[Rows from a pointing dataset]
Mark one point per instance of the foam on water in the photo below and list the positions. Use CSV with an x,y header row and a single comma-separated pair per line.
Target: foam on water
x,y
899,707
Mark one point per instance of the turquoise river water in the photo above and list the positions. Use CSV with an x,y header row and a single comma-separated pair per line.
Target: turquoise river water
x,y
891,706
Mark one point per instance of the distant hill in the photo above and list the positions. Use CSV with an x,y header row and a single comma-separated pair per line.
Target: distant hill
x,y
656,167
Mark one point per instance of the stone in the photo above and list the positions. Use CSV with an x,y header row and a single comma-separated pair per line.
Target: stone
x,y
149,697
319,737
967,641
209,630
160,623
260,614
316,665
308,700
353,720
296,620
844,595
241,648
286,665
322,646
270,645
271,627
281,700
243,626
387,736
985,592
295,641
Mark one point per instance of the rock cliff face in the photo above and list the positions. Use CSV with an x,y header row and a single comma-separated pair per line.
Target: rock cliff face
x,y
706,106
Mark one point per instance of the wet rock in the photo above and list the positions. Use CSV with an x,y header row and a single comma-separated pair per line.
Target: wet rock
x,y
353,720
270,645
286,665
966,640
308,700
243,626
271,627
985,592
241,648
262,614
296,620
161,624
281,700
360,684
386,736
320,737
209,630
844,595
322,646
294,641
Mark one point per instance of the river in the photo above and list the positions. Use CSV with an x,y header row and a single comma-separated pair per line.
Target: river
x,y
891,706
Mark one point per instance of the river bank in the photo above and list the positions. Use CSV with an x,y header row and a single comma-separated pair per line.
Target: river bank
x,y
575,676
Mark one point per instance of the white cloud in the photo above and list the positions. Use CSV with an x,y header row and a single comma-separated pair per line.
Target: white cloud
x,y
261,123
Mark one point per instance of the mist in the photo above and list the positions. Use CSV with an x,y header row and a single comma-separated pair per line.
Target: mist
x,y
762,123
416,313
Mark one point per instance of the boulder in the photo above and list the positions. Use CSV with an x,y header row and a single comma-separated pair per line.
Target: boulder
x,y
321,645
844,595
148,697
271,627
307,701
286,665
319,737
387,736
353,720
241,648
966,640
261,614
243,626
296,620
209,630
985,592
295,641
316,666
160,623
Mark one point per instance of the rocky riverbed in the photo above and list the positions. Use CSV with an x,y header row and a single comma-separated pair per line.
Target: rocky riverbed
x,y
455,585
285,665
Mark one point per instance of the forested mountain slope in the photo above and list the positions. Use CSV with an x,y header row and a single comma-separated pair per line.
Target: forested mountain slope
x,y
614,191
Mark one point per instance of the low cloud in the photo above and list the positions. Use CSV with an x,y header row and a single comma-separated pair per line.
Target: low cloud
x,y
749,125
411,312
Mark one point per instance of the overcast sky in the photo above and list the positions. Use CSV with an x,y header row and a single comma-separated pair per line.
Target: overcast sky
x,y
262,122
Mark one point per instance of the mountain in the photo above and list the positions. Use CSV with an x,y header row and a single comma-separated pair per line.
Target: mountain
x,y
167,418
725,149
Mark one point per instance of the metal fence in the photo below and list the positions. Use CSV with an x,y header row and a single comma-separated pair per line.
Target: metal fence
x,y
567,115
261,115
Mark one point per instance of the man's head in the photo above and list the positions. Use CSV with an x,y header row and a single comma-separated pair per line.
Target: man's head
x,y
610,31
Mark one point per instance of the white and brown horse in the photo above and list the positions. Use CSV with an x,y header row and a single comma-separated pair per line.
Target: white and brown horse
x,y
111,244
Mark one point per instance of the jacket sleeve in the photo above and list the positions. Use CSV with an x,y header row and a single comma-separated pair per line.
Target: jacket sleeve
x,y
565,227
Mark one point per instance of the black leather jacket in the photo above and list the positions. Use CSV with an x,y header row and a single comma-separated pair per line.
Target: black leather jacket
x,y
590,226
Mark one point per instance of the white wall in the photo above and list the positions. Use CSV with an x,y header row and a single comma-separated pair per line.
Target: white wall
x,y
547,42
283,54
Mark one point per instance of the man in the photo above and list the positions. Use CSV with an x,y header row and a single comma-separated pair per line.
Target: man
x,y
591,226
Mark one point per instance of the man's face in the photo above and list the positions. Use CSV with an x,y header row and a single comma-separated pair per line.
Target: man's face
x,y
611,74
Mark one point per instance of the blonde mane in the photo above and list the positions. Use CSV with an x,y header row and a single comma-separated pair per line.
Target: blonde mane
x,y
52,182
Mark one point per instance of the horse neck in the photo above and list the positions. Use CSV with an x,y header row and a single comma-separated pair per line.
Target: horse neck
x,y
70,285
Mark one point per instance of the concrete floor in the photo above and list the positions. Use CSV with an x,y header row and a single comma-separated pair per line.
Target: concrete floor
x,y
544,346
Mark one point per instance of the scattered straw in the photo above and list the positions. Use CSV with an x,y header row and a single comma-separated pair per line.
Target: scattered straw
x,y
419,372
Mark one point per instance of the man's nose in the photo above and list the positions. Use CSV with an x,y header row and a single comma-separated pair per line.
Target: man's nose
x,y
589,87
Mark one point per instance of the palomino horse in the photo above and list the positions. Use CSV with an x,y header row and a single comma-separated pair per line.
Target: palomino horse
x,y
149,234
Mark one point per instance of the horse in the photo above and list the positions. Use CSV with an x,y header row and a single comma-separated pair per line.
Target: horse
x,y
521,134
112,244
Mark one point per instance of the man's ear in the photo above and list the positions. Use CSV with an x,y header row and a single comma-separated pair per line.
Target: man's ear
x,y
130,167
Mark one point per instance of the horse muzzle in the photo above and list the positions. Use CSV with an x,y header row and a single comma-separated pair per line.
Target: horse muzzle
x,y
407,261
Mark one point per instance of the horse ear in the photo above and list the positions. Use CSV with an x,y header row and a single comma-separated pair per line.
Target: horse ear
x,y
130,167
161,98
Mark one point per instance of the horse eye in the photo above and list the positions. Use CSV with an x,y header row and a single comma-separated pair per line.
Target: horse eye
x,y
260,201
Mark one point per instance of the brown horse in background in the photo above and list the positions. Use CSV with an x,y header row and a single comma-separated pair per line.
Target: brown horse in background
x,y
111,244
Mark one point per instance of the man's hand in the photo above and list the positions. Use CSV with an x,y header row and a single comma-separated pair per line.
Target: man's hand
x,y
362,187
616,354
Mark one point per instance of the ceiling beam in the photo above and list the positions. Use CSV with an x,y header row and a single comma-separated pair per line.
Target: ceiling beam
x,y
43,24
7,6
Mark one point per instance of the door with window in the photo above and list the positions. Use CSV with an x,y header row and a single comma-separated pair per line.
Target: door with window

▶ _To do_
Output the entries verbatim.

▶ _Task solution_
Mark one point per instance of the foam on water in the photo below and list the positions. Use CSV with an x,y header row and a single comma-separated pair per line.
Target: foam on water
x,y
899,707
Mark one point per instance of the turquoise river water in the photo above and list the positions. Use CSV with an x,y header row and a single comma-separated pair per line.
Target: turquoise river water
x,y
891,706
Mark one point per instance of the distant hill in the photo above and list the positions. Use CSV with an x,y header row and a single comma-separated pair per line.
Target: distant hill
x,y
656,167
Mark one point per instance of the stone in the photo above and list the positions. Use CSV with an x,y header row and a single comma-separated pair per line.
Target: stone
x,y
149,697
319,737
967,641
209,630
160,623
260,614
316,665
308,700
353,720
296,620
844,595
241,648
286,665
322,646
270,645
271,627
281,700
243,626
387,736
985,592
295,641
Mark one point per instance of the rock cliff face in the photo above and list the positions. Use CSV with an x,y header row and a single comma-separated pair per line.
Target: rock cliff face
x,y
706,106
Mark one point per instance of the wet rock in the photo above and list the positions. Use CSV with an x,y header row and a single comma-separated pair per line.
Target: wet rock
x,y
353,720
270,645
286,665
966,640
308,700
243,626
271,627
985,592
241,648
262,614
296,620
161,624
281,700
360,684
386,736
320,737
209,630
844,595
322,646
294,641
Mark one point per instance of the river in the photo above and list the positions. Use CSV with an x,y header row and a single comma-separated pair per line.
Target: river
x,y
891,706
Mark one point per instance of the river bank in the photo above and list the positions. Use CSV with an x,y header row and a single comma-separated pair per line.
Target: river bank
x,y
575,676
Mark one point per instance of the white cloud in the photo above and list the positions. Use CSV with an x,y header row and a single comma-separated pair per line.
Target: white cloud
x,y
261,123
Mark one point per instance of the mist in the photo above and list the positions. Use CSV with an x,y header row and a single comma-separated pair per line.
Target: mist
x,y
762,123
416,313
Mark one point per instance of the boulder in the photo above and list the positions. Use CSV with an x,y header row and a single comma-separated pair per line.
Target: boulder
x,y
321,645
844,595
148,697
271,627
307,701
286,665
319,737
387,736
353,720
241,648
966,640
261,614
243,626
296,620
209,630
985,592
295,641
316,666
160,623
Mark one point per instance of the rocky riverbed in the photo above and list the positions. Use CSV with an x,y header row and a single comma-separated pair per line.
Target: rocky riverbed
x,y
455,585
285,665
Mark one point per instance of the forested mountain slope in the photo above and list the positions. Use CSV with an x,y header row and a single comma-separated pair per line.
Target: forested mountain slope
x,y
614,191
Mark one point per instance of the low cloud in the photo above and list the positions. Use CSV with an x,y header row and a single comma-separated pair per line.
Target: low cloud
x,y
749,125
411,312
Mark one point per instance of the overcast sky in the photo above and list the positions. Use CSV with an x,y header row and a single comma-separated pair per line.
Target: overcast sky
x,y
262,122
Mark one point per instance of the mountain in the photo above and list the positions. Use CSV with an x,y header row and a single comma-separated pair per line.
Target: mountain
x,y
167,418
725,149
Mark one point per instance of the metal fence in the photo below and list the positions. Use CSV with an x,y header row and a single comma-separated pair per line.
Target: metal fence
x,y
567,115
261,115
Mark one point per instance of the man's head in the photo above and list the positions. Use CSV with an x,y header row and a single comma-separated pair per line.
Target: man's head
x,y
610,31
Mark one point per instance of the white and brown horse in the photo above and list the positions. Use CSV with an x,y header row and a single comma-separated pair per line.
Target: white and brown horse
x,y
111,244
Mark one point per instance of the jacket sleeve in the photo above and list the positions. Use CSV with an x,y header row and a single comma-separated pair per line.
Target: jacket sleeve
x,y
565,227
Mark one point per instance of the black leather jacket in the photo above and list the positions. Use CSV with an x,y header row and a single comma-separated pair per line.
Target: black leather jacket
x,y
590,226
Mark one point per instance of the white wall in the photo above and list the positions. Use CSV with an x,y header row and a single comma-separated pair per line.
Target: white wall
x,y
547,42
283,54
Mark one point per instance of the man in the photo above and list the positions. Use CSV with an x,y header row and a single comma-separated pair per line.
Target: man
x,y
591,226
Mark one point per instance of the man's face in the photo above and list the positions. Use CSV with an x,y header row and a single comma-separated pair per line.
Target: man's face
x,y
611,74
Mark one point per instance of the blonde mane in the photo above and list the positions. Use CSV with an x,y header row and a single comma-separated pair per line.
Target: blonde mane
x,y
52,182
Mark one point per instance of the horse neck in the photo above and list the positions. Use CSV with an x,y header row and a single comma-separated pair per line.
Target: horse neck
x,y
70,285
Mark one point per instance of the concrete floor in the photo above and list the positions. Use CSV with an x,y header row and a single comma-separated pair per line.
Target: concrete floor
x,y
544,346
Mark one point per instance of the scattered straw in the photo above and list the positions. Use CSV with an x,y header row and a single comma-separated pair per line.
Target: scattered straw
x,y
419,372
Mark one point per instance of the man's nose in the photo above and list the positions. Use CSV with an x,y header row and a single comma-separated pair per line.
Target: man's nose
x,y
589,87
Mark one point per instance of the palomino horse in the photo above and list the positions. Use CSV with an x,y header row and a single comma-separated pair per line.
Target: palomino horse
x,y
149,234
Mark one point per instance of the horse in the photo above and list the positions. Use CSV with an x,y header row and a single comma-separated pair per line.
Target: horse
x,y
521,134
112,244
Mark one point per instance of the man's ear in the photo above and list the positions. Use CSV with an x,y header row and a single comma-separated pair per line.
Target: man's ear
x,y
130,167
Mark one point per instance of the horse muzzle in the photo above and list the positions. Use CSV with an x,y header row and a single comma-separated pair per line.
Target: horse muzzle
x,y
407,261
Mark one point per instance of the horse ear in the photo above and list the positions. Use CSV with an x,y header row and a single comma-separated pair per line.
Target: horse ear
x,y
130,167
161,98
Mark one point per instance of the horse eye in the photo above and list the positions. Use CSV with an x,y header row and a single comma-separated pair per line.
Target: horse eye
x,y
260,201
Mark one point per instance of the brown horse in background in the photo above and list the positions. Use CSV with an x,y header row and a single comma-separated pair per line.
Target: brown horse in background
x,y
111,244
Mark one point per instance of the man's hand in the photo above and list the positions. Use CSV with an x,y header row and a single comma-separated pair per line.
Target: man's hand
x,y
362,187
616,354
Mark one point per instance of the ceiling beam in the photo above and list the positions. Use CSV with an x,y header row and a single comma-separated pair per line.
Target: ceiling beam
x,y
43,24
7,6
Mark one point per instance of the door with window in the photo above and list the positions. Use CSV with an x,y header row and a single comma-separated pair per line.
Target: door with window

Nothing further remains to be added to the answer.